## What you will do
Please locate every line in the listing below that contains the string "stone", matching case exactly, and copy each of those lines.

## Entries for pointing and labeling
[Begin]
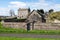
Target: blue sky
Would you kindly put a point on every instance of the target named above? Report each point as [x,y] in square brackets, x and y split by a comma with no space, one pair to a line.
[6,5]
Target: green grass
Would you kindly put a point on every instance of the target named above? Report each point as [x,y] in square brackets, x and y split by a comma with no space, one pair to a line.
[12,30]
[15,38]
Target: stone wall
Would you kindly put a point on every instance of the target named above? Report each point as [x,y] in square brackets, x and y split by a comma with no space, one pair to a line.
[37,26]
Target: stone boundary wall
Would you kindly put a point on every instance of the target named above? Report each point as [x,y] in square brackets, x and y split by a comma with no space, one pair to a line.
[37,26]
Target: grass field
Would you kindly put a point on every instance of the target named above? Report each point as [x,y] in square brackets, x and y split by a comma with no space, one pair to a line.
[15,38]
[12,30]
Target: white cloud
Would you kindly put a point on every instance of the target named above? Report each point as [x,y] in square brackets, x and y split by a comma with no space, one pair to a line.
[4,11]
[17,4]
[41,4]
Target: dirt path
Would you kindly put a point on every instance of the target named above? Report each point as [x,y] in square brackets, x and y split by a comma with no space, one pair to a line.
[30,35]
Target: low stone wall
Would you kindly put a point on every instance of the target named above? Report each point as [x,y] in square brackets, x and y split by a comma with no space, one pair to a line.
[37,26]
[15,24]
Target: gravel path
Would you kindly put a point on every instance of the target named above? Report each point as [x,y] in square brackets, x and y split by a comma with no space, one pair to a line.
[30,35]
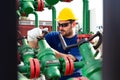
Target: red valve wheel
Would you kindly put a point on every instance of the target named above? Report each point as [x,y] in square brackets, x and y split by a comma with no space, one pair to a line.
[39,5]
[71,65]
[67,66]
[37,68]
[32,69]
[End]
[Begin]
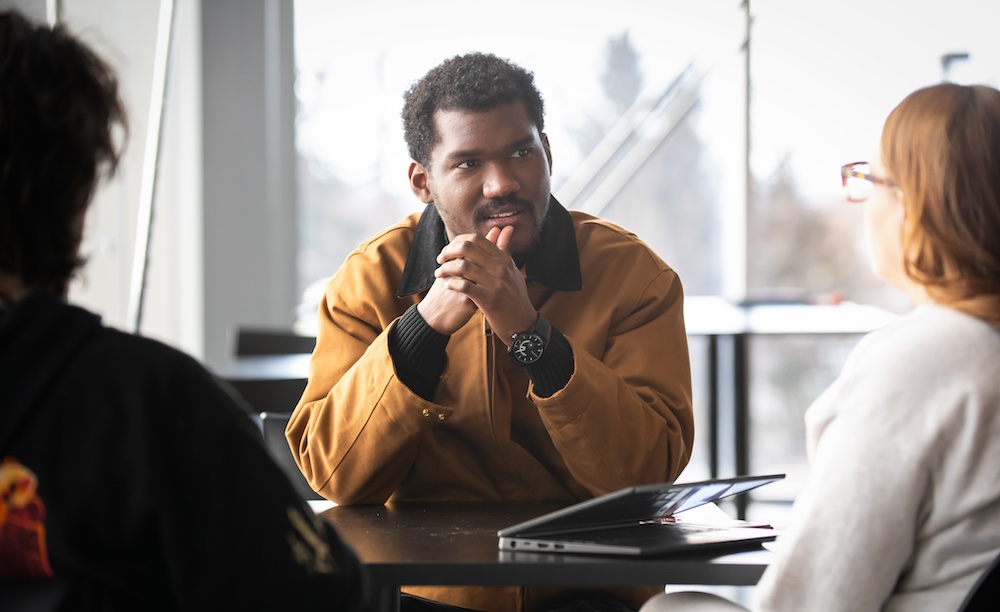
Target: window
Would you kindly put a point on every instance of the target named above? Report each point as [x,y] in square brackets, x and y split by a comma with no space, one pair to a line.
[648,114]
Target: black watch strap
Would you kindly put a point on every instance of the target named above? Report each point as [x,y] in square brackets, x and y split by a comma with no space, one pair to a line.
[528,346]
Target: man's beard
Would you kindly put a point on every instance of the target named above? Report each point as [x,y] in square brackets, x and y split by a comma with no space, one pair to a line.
[End]
## Exercise solution
Target: stone wall
Target: stone boundary wall
Target: low stone wall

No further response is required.